** YOUR INSTRUCTIONS **
Only one stretch of the data below is needed. Output the lines from the one with "Expected: for every instance of the weathered" up to and including the one with "Expected: for every instance of the dark window", exactly as they stand.

__________

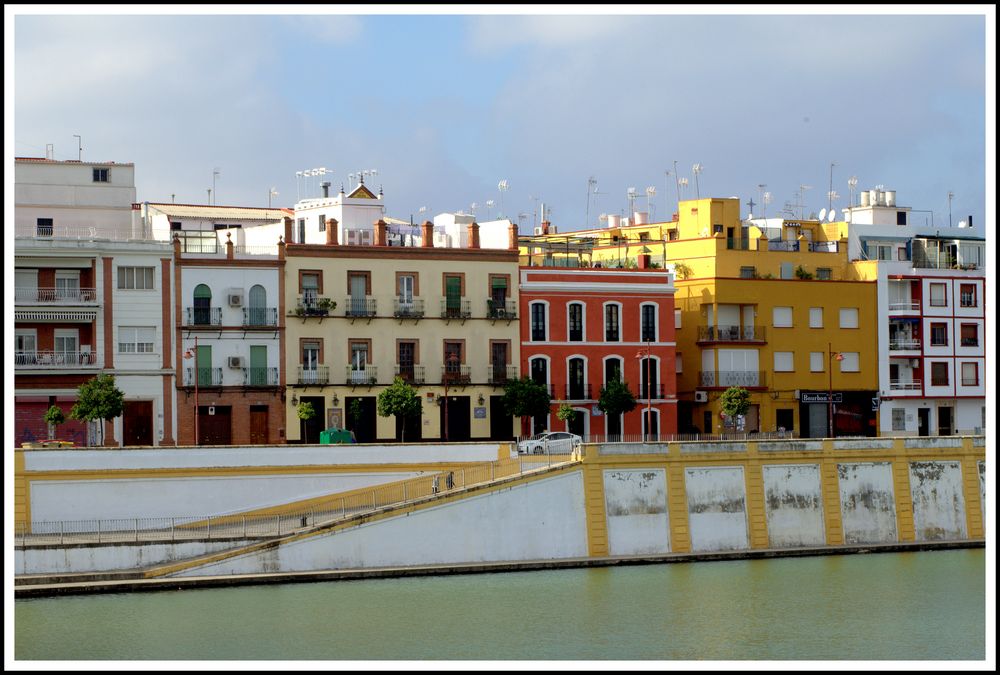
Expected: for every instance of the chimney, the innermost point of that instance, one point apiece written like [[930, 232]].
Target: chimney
[[473, 228], [331, 231], [512, 236]]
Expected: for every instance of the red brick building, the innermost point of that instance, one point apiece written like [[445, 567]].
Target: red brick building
[[583, 327]]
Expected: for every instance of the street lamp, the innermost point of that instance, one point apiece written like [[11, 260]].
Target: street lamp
[[188, 354], [833, 356], [649, 394]]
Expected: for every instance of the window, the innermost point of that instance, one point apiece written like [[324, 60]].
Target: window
[[575, 322], [939, 334], [970, 374], [538, 327], [848, 317], [851, 362], [939, 295], [970, 335], [611, 333], [967, 295], [899, 419], [135, 278], [782, 317], [939, 373], [648, 328], [136, 339]]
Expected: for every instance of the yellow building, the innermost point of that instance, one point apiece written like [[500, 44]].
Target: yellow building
[[773, 306], [443, 319]]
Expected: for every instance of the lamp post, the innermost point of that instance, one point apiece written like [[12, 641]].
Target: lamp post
[[833, 356], [649, 394], [188, 354]]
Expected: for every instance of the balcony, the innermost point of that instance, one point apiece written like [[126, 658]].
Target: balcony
[[501, 310], [499, 374], [361, 374], [731, 334], [260, 377], [455, 308], [731, 378], [407, 308], [359, 307], [457, 374], [207, 377], [314, 375], [658, 391], [411, 374], [53, 359], [260, 316], [202, 316], [577, 392], [55, 296]]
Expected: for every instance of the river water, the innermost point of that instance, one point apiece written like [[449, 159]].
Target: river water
[[896, 606]]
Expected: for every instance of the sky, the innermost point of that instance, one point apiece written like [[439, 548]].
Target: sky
[[448, 101]]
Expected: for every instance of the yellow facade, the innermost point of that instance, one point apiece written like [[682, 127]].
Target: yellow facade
[[730, 278], [380, 329]]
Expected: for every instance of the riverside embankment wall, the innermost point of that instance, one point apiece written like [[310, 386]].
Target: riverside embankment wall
[[652, 500]]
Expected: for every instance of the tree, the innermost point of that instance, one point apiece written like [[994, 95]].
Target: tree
[[525, 398], [399, 400], [98, 399], [615, 399], [305, 412], [735, 402], [53, 417]]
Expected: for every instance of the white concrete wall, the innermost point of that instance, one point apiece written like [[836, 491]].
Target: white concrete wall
[[716, 508], [636, 506], [235, 456], [867, 503], [107, 558], [183, 497], [938, 501], [540, 520], [793, 504]]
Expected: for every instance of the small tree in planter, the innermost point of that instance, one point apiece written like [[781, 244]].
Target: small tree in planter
[[735, 402], [305, 412], [615, 399], [401, 401], [53, 417], [98, 399]]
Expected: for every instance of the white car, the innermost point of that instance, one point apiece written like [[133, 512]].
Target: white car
[[558, 443]]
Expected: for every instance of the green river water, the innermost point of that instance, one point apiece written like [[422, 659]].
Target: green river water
[[895, 606]]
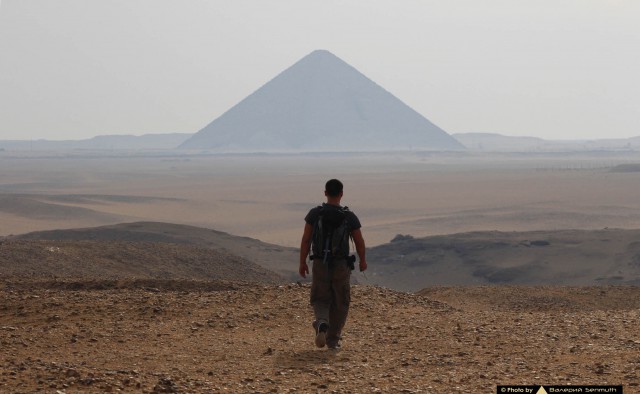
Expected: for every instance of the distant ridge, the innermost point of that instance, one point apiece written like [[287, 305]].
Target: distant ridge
[[101, 142], [321, 104]]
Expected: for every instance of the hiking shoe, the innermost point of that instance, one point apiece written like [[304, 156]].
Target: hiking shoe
[[321, 334]]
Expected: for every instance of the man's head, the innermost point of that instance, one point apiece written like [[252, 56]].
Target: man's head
[[333, 188]]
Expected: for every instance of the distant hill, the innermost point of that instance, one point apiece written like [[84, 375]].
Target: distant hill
[[563, 257], [142, 235], [103, 142], [321, 104], [167, 251], [491, 142]]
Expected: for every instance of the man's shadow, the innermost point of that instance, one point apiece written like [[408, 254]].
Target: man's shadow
[[304, 358]]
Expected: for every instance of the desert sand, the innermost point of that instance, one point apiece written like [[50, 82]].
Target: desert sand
[[141, 318], [266, 196]]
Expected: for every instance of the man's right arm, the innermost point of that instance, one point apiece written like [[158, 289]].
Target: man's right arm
[[358, 240], [305, 247]]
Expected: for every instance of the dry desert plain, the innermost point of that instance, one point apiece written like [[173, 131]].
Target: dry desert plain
[[266, 196], [91, 334]]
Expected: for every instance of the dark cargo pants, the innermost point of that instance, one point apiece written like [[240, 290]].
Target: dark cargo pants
[[331, 295]]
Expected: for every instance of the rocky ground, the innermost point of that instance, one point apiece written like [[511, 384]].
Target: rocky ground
[[181, 336]]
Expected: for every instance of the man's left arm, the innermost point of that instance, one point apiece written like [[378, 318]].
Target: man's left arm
[[358, 240]]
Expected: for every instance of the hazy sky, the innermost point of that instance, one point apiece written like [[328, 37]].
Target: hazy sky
[[557, 69]]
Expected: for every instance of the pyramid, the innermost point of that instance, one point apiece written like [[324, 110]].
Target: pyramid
[[321, 104]]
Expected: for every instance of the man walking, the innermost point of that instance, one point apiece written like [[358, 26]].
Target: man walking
[[327, 231]]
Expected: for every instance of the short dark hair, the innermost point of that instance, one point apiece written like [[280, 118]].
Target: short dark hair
[[333, 187]]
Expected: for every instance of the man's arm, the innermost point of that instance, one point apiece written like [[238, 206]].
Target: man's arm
[[358, 240], [305, 247]]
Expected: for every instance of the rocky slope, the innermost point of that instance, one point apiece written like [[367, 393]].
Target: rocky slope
[[258, 339]]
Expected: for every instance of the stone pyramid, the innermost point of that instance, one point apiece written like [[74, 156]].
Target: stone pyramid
[[321, 104]]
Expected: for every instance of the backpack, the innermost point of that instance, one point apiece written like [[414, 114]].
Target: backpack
[[331, 233]]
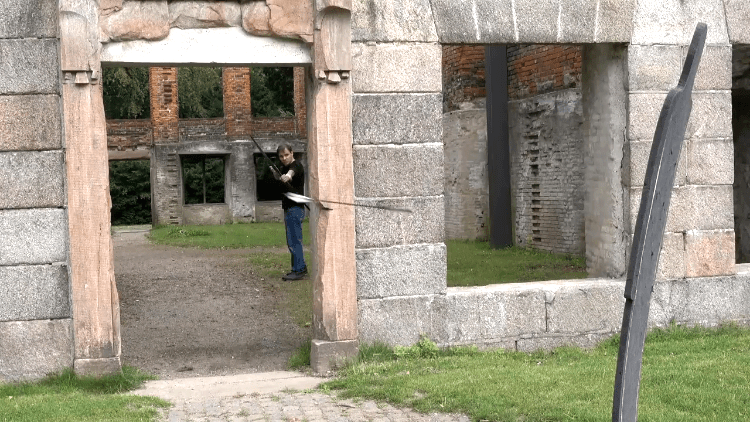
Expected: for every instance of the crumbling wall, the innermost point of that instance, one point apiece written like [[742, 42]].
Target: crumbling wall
[[545, 120]]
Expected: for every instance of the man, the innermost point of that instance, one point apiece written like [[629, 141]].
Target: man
[[292, 179]]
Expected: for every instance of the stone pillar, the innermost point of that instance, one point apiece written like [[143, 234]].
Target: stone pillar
[[165, 107], [96, 317], [36, 325], [398, 161], [604, 125], [237, 110], [331, 177], [300, 103], [699, 236]]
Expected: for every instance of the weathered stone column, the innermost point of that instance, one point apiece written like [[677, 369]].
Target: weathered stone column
[[96, 317], [331, 177], [36, 325], [699, 236], [399, 161]]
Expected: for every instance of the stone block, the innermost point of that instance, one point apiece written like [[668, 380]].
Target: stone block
[[32, 179], [654, 67], [394, 321], [29, 66], [30, 350], [577, 20], [615, 21], [401, 271], [508, 310], [711, 301], [203, 14], [397, 67], [33, 236], [396, 118], [34, 292], [709, 253], [661, 311], [474, 22], [710, 162], [672, 257], [328, 355], [137, 20], [97, 367], [738, 15], [590, 306], [711, 115], [715, 69], [28, 19], [536, 22], [547, 343], [30, 122], [396, 171], [456, 318], [674, 21], [379, 228], [636, 158], [693, 208], [387, 21]]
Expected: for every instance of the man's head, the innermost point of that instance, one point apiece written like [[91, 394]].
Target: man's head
[[286, 154]]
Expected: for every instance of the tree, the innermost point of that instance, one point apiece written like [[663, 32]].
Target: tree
[[125, 92], [200, 92]]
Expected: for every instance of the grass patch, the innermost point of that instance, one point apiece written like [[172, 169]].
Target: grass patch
[[67, 397], [688, 375], [474, 263], [227, 236]]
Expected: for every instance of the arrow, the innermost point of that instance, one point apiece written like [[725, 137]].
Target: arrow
[[301, 199]]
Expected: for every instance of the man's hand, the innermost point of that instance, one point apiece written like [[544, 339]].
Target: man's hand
[[276, 174]]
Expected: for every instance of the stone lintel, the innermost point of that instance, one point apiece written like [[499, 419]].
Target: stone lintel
[[209, 46], [327, 355], [97, 367]]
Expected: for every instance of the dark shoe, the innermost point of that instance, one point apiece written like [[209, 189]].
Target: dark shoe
[[295, 275]]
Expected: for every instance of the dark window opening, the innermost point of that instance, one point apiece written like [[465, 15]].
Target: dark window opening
[[266, 186], [203, 179], [272, 91]]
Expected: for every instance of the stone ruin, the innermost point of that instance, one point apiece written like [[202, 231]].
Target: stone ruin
[[374, 110]]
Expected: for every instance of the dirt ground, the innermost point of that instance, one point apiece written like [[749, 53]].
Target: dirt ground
[[194, 312]]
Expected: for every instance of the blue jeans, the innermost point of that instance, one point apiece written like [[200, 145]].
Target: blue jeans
[[293, 222]]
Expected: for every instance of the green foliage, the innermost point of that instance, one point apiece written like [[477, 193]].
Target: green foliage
[[200, 92], [125, 92], [689, 374], [272, 91], [475, 263], [130, 189], [67, 397]]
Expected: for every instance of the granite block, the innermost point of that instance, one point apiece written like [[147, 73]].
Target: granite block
[[401, 271]]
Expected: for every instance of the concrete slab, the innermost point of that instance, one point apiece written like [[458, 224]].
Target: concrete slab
[[229, 386]]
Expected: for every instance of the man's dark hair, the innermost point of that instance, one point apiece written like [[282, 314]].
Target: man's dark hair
[[284, 146]]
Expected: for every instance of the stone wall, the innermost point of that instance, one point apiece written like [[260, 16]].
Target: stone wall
[[36, 325], [741, 130]]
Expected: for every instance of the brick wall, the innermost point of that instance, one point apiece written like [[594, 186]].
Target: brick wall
[[463, 75], [545, 119], [537, 69]]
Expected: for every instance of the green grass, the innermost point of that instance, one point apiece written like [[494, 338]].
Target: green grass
[[474, 263], [227, 236], [66, 397], [689, 375]]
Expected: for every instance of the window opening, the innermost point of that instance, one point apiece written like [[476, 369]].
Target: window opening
[[203, 179]]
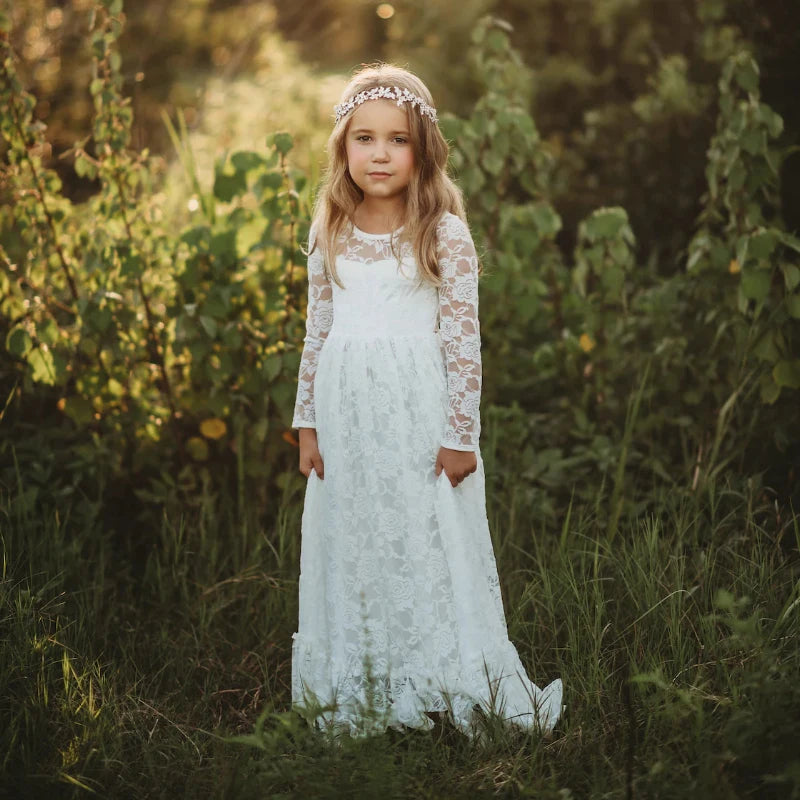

__________

** OUTPUT FOR THIS EXERCISE **
Expected: for every instance of the weathered stone column, the innermost point of that instance, one point apiece written like [[677, 369]].
Target: weathered stone column
[[96, 317], [331, 177], [36, 325], [699, 236], [399, 161]]
Expected: for every instance of the stone block, the innermost point of that instance, one point apiece written like [[668, 380]].
Target: stone block
[[32, 179], [654, 67], [394, 321], [29, 66], [30, 350], [577, 20], [615, 21], [401, 271], [508, 310], [711, 301], [203, 14], [397, 67], [33, 236], [396, 118], [34, 292], [709, 253], [661, 311], [474, 22], [710, 162], [672, 257], [328, 355], [137, 20], [97, 367], [738, 15], [590, 306], [711, 115], [715, 69], [28, 19], [536, 22], [547, 343], [30, 122], [396, 171], [456, 318], [674, 21], [379, 228], [636, 158], [693, 208], [387, 21]]
Expected: for every instance of the man's head, the innermost point of that instance, one point apiece written like [[91, 394]].
Target: man's head
[[286, 154]]
Expected: for every instance of the tree, the innermost point of that instance, one point apiece written like [[663, 32]].
Target: tree
[[125, 92], [200, 92]]
Expected: for every instance of the grass patch, the innermost point of that instance, one point apiece written like [[172, 169]].
Target: grass patch
[[67, 397], [688, 375], [474, 263], [227, 236]]
Expected: for every instance of the arrow, the innermost point of that instance, one point apiece written like [[725, 137]].
Target: arrow
[[301, 199]]
Expected: for every instance of the man's hand, the innermost point of that instance, one point apiece written like [[544, 339]].
Target: man's hand
[[276, 174]]
Expected: for every instance of the stone lintel, the innermost point of that instance, one point apiece written like [[499, 419]].
Target: stone lintel
[[209, 46], [327, 355], [97, 367]]
Expected: for every instance of the dark shoe, the innermost point of that instance, one point apiece written like [[209, 189]].
Target: dark shoe
[[295, 275]]
Expected: for every instance of the dark window opening, the innermost point of that instance, one point apiece written like [[465, 15]].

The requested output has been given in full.